What to do
A line below contains "The bounding box of the text", and a later one contains "The bounding box of the white bowl in". Repeat both, with every line between them, exactly.

[Given information Boundary: Start]

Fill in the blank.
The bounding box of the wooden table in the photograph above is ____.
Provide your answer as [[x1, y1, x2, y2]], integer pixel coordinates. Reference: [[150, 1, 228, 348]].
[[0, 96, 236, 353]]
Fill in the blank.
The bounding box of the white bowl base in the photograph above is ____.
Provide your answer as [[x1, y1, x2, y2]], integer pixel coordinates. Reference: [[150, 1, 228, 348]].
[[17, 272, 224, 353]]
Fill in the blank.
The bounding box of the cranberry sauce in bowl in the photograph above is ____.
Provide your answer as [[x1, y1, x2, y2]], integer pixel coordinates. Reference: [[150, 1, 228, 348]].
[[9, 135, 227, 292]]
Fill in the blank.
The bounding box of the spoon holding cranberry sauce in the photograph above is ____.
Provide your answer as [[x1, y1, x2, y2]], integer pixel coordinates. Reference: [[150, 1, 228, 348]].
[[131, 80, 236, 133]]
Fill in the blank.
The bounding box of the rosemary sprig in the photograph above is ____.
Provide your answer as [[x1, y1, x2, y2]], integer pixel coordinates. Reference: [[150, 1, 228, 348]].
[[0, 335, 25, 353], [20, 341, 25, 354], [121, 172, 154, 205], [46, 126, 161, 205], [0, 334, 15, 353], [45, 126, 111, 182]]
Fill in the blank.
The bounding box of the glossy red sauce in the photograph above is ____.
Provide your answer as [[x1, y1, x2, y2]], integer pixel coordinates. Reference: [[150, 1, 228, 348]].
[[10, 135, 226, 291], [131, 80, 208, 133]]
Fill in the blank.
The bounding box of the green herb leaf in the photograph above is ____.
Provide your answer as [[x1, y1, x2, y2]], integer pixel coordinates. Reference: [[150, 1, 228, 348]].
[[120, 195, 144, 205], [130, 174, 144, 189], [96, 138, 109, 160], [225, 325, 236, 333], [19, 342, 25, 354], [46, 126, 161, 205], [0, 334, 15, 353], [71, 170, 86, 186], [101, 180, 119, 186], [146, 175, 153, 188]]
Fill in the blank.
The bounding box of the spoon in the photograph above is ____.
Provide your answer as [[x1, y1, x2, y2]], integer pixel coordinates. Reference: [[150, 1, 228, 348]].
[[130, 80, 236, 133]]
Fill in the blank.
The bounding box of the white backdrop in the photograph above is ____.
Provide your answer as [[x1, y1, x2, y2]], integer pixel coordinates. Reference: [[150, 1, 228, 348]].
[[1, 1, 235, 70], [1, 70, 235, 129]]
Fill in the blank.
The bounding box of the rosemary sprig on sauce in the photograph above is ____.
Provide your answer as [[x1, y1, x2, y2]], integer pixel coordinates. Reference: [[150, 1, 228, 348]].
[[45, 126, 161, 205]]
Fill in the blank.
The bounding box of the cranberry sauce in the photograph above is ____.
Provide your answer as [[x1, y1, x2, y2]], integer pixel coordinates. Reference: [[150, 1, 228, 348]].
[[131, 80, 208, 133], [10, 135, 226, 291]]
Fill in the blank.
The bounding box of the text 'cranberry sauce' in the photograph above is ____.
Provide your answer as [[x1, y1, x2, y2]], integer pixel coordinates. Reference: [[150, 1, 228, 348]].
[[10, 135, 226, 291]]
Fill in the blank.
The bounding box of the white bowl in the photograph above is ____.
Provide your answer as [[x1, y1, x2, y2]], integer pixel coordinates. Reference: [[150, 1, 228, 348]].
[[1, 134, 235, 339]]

[Given information Boundary: End]

Completed exercise
The bounding box of the text 'cranberry sauce' in the photograph above is ____.
Provide your answer as [[x1, y1, x2, y2]], integer pixel coordinates. Reference: [[150, 1, 228, 348]].
[[10, 135, 226, 291]]
Fill in the blank.
The bounding box of the white bowl in the photograph above is ____.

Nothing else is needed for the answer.